• Job: Reproduce the listing below word for word, leaving out the pictures.

● ● ● ● ● ● ●

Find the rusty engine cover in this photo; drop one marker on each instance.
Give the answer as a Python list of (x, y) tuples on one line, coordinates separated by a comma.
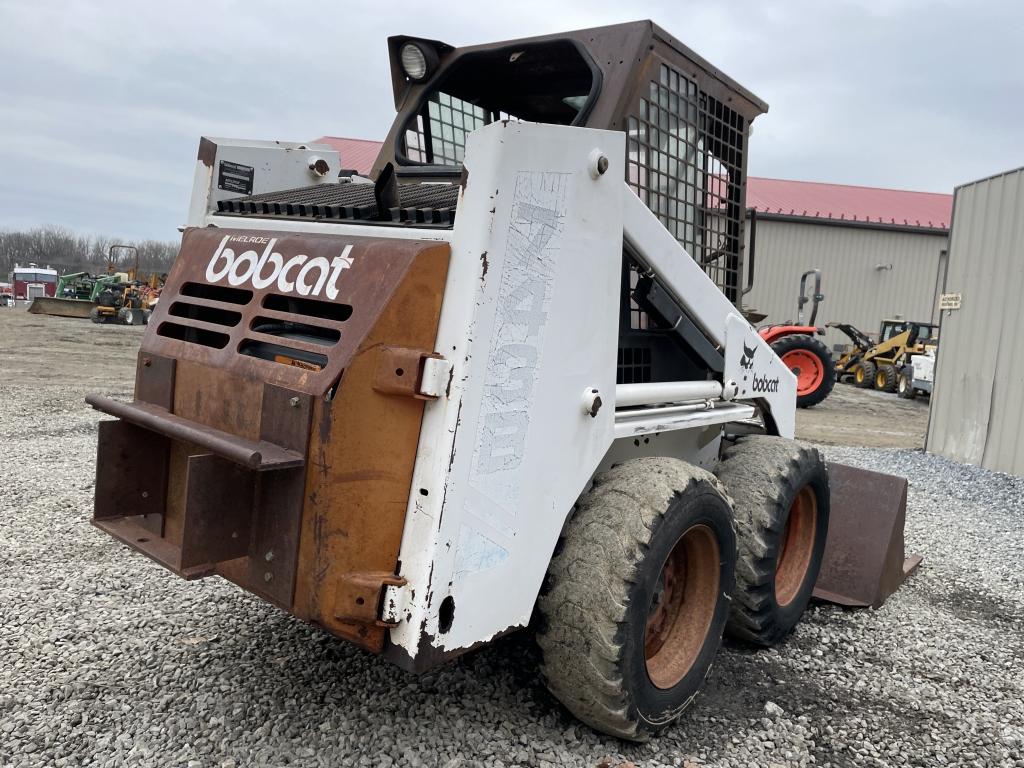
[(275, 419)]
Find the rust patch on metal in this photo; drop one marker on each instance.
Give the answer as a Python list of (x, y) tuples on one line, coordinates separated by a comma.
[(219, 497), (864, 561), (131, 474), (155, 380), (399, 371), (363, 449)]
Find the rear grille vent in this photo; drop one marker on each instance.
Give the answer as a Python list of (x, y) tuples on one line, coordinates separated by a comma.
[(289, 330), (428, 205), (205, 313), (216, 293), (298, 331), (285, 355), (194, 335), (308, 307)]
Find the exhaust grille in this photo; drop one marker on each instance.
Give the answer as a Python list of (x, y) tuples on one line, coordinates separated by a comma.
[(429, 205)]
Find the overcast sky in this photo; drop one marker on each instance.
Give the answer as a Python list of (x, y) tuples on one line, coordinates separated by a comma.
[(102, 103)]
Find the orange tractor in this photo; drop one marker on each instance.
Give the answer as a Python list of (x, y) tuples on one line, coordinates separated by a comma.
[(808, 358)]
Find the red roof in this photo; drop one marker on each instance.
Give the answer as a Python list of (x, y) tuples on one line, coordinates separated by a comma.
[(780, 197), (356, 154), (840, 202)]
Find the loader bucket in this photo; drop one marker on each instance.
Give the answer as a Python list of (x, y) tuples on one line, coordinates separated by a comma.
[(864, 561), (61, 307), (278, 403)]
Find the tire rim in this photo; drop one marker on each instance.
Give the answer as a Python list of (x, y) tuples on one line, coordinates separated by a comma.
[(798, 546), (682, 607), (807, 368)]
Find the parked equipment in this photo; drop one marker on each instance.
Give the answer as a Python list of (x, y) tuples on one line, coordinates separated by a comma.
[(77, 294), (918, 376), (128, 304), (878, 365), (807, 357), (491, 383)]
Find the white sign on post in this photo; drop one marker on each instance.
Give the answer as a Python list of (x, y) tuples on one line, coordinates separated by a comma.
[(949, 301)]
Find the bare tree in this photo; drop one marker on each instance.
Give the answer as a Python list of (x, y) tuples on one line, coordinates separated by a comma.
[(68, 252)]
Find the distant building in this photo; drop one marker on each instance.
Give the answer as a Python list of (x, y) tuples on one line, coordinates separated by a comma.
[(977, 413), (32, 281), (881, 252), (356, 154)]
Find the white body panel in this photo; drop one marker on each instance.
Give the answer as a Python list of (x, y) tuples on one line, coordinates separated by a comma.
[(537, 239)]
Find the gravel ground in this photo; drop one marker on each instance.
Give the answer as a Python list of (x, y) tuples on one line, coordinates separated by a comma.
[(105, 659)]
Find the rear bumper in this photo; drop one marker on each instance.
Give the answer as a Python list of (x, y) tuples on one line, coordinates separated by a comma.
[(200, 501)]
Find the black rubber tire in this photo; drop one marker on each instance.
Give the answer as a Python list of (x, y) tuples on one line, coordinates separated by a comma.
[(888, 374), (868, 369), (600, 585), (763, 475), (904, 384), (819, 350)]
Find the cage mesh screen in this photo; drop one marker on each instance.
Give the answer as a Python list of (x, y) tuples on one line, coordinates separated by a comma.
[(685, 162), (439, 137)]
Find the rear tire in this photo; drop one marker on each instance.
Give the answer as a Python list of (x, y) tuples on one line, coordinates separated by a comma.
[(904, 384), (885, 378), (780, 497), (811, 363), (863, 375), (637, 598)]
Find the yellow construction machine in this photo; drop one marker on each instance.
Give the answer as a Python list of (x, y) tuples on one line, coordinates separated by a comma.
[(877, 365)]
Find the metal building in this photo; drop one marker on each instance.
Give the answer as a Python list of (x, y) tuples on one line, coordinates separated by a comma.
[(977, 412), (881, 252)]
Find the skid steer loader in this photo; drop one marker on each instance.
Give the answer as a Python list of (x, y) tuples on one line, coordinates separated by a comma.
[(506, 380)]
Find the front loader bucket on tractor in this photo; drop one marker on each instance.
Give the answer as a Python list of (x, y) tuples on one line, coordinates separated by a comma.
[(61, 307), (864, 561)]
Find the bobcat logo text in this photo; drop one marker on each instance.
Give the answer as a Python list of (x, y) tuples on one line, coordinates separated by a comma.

● ● ● ● ● ● ●

• Written response:
Find the rusty engine cover in this photo; drop one marker on each instance.
Give the answer as a Python list of (x, y) tuples on one line, coordinates separated by a comma.
[(275, 419)]
Find the rust patch on metal in this photo; drop one marker on each instance.
Give the answer as a Python list of (x, y) tuples on one line, coordinates separated by a comma.
[(219, 497), (864, 561), (131, 474), (155, 380), (399, 371), (363, 449)]
Find the rear grille vent in this photo; drop one marker on each instance.
Give the answer as a Python list of (x, y) tuples on one line, coordinates separated by a comma.
[(289, 330), (428, 205), (205, 313), (216, 293), (298, 331), (285, 355), (194, 335), (308, 307)]
Find the exhaust grille in this photo; drop one marker on each instance.
Give the answer as a Python list of (x, y) tuples on one line, coordinates separated by a comma.
[(429, 205)]
Find the overcast sky in this photo; drop one marker on each instance.
Give the answer as a Python list of (x, y) tuples on one line, coordinates separated by a comma.
[(102, 103)]
Find the orange tractor in this photo; drop one marker on each instance.
Give the answer as a Python list of (x, y) tuples on one line, coordinates separated by a comma.
[(808, 358)]
Find the red roof in this photo; drop one marker on each instance.
Give the answer as a Python list of (x, y) tuples on one line, coordinates separated by a comma.
[(780, 197), (356, 154), (840, 202)]
Find the loader bucket in this photo; drop one marker on each instance.
Give the answer as a Python list of (x, y) tuples on one line, coordinates separated by a comma.
[(864, 561), (61, 307), (278, 403)]
Find the tire rim in this photo; drop one marker on each instance.
Give the answer as a Python list of (x, y) tuples on one line, coordinates separated by a comma.
[(798, 546), (682, 607), (807, 368)]
Find the parked equipment in this photo; drop one marker on each instance.
Give the answer as a Python list of (x, y) tuples on one line, coordinates separated by a comma.
[(77, 294), (918, 376), (128, 304), (878, 365), (807, 357), (491, 383)]
Find the white sign on post in this photo; drop one marker on each instance.
Give the answer as a Python list of (x, y) tuples on one line, coordinates separated by a comma.
[(949, 301)]
Find the bare tree in this photo; drop one marker on each instance.
Give the answer as a Python list of (x, y) tuples on one line, coordinates separated by a comma.
[(68, 252)]
Find the distant building in this photo; drop one marker on each instance.
Give the answer as a Python list of (x, y) tuples on one line, coordinates separated by a comma.
[(977, 413), (32, 281), (881, 252), (356, 154)]
Find the white body panel in this photo; drop one marker on each instance.
Give the answer as a Python list of (x, y) tuples on one line, coordinates separated by a comma.
[(537, 239)]
Find the gravel ground in this photo; drop one marker on each instance.
Give the answer as a Python list of (x, y) tuples on one line, coordinates separated by a comma.
[(105, 659)]
Find the rear bumper in this photo; drop one marker on each instance.
Give the answer as a Python list of (x, y) tuples on one line, coordinates separated by a comma.
[(200, 501)]
Find the black rubber tire in this photo; drop one marker on each instance.
Give the answer as a Python list of (x, y) tuples on one line, coordinates separated by a comma.
[(888, 374), (868, 369), (600, 585), (763, 475), (904, 384), (819, 350)]
Find the cage mesh screen in this photo; drop one marker on each instance.
Give the answer as a Python list of (x, y) tuples on one line, coordinates separated by a comma.
[(685, 162), (439, 137)]
Find the rear tire in this photo; drop one marker on each instance.
Give the answer as a Python list of (x, y) tuples on one line, coordinates separated by a comma.
[(904, 384), (885, 378), (780, 497), (811, 363), (863, 375), (637, 598)]
Find the yellow construction machine in this photo; drop one marker on each instance.
Give the answer as a Python list of (x, y) tuples on one line, coordinates separated by a comma.
[(877, 365)]
Find the metal building in this photo; drop one marker on each instance.
Give the answer as a Python list of (x, y) tuples on one line, coordinates separated by a comma.
[(977, 412), (881, 252)]
Find the skid steer loader in this photo; drop one marker on each instance.
Give the answer as a Python list of (x, y) tuples on one line, coordinates separated by a comma.
[(506, 380)]
Find the front loader bucket on tractor in this photo; drop one marker on each instance.
Give the answer as a Python list of (x, y) tuples on one line, coordinates separated by a comma.
[(61, 307), (864, 561)]
Find the bobcat logo text in this photo; drop one marker on each instance.
Give the answer as a Python list of (x, y) tuples on one line, coordinates separated by a comma.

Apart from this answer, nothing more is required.